_Work to complete_
Which lines in the rows below contain the word "wreath"? Copy each of those lines in full.

_Stored records_
--- --- ---

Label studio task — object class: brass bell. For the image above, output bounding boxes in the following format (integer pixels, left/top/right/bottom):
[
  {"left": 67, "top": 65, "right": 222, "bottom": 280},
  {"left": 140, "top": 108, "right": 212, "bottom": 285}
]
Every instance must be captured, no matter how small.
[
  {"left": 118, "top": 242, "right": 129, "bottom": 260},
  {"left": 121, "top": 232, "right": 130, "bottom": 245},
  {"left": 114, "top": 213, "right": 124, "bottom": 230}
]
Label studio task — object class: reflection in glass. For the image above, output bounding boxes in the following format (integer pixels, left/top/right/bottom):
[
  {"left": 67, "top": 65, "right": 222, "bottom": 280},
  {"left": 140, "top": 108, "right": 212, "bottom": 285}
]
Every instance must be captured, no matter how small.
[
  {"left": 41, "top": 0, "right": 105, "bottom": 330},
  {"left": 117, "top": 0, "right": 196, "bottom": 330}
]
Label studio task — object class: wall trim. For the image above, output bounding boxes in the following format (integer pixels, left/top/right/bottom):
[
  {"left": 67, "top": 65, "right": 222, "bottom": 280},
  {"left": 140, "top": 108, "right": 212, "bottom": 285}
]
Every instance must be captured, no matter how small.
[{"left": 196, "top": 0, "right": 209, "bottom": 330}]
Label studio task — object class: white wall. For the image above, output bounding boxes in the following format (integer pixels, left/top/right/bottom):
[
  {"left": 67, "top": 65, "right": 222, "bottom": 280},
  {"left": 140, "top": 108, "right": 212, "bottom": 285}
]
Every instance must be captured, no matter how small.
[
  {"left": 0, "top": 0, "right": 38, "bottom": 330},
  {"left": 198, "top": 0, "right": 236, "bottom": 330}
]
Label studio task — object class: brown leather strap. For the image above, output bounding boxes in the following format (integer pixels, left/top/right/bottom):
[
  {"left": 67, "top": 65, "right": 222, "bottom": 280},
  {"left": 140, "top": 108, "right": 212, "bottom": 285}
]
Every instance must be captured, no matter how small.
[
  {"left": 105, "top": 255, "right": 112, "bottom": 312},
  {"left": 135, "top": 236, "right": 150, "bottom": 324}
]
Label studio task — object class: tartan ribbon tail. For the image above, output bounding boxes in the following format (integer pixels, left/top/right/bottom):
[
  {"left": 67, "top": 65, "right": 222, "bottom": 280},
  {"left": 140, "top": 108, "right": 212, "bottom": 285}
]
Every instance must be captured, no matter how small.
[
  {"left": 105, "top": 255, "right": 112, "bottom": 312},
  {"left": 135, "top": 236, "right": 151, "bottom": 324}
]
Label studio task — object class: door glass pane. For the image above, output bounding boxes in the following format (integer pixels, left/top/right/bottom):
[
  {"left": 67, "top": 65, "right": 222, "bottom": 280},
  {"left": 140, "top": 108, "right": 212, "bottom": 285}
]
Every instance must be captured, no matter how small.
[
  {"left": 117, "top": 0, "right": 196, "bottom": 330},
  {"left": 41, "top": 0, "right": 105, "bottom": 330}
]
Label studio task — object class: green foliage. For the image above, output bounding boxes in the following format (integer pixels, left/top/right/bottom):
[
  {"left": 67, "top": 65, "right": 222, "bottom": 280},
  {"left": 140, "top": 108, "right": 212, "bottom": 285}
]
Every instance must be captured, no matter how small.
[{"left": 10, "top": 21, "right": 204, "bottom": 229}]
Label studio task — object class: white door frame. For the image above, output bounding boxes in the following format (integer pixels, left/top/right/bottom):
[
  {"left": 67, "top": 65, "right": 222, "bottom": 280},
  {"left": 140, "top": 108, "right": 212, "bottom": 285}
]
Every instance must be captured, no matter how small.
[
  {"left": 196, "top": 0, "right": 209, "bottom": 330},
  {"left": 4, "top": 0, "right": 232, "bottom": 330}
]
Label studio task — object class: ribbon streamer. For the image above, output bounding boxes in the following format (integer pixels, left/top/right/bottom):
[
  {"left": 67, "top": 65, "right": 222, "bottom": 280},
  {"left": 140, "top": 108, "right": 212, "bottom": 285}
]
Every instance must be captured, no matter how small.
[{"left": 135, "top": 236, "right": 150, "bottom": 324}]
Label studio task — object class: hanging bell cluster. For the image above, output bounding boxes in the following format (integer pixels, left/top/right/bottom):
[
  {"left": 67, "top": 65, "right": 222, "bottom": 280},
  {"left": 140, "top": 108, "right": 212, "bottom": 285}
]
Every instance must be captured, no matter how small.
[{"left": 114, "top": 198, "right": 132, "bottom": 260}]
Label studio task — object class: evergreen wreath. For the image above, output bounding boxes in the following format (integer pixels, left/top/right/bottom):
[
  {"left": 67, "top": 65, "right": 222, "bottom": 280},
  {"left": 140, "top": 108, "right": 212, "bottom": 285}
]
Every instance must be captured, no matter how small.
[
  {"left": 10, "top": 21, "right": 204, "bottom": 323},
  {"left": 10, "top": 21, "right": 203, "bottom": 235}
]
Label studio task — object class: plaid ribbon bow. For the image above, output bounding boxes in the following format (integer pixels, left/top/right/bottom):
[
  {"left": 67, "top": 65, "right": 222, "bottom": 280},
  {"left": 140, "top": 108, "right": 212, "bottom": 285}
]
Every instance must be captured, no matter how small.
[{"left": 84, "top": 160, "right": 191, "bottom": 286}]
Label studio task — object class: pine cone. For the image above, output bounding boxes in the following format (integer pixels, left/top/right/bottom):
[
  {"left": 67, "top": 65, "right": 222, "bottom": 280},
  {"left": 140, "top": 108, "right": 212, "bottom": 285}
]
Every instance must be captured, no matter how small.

--- --- ---

_Solution_
Label studio task — object class: evergreen wreath. For the image above, output bounding boxes in the following format (integer pixels, left/top/right/bottom):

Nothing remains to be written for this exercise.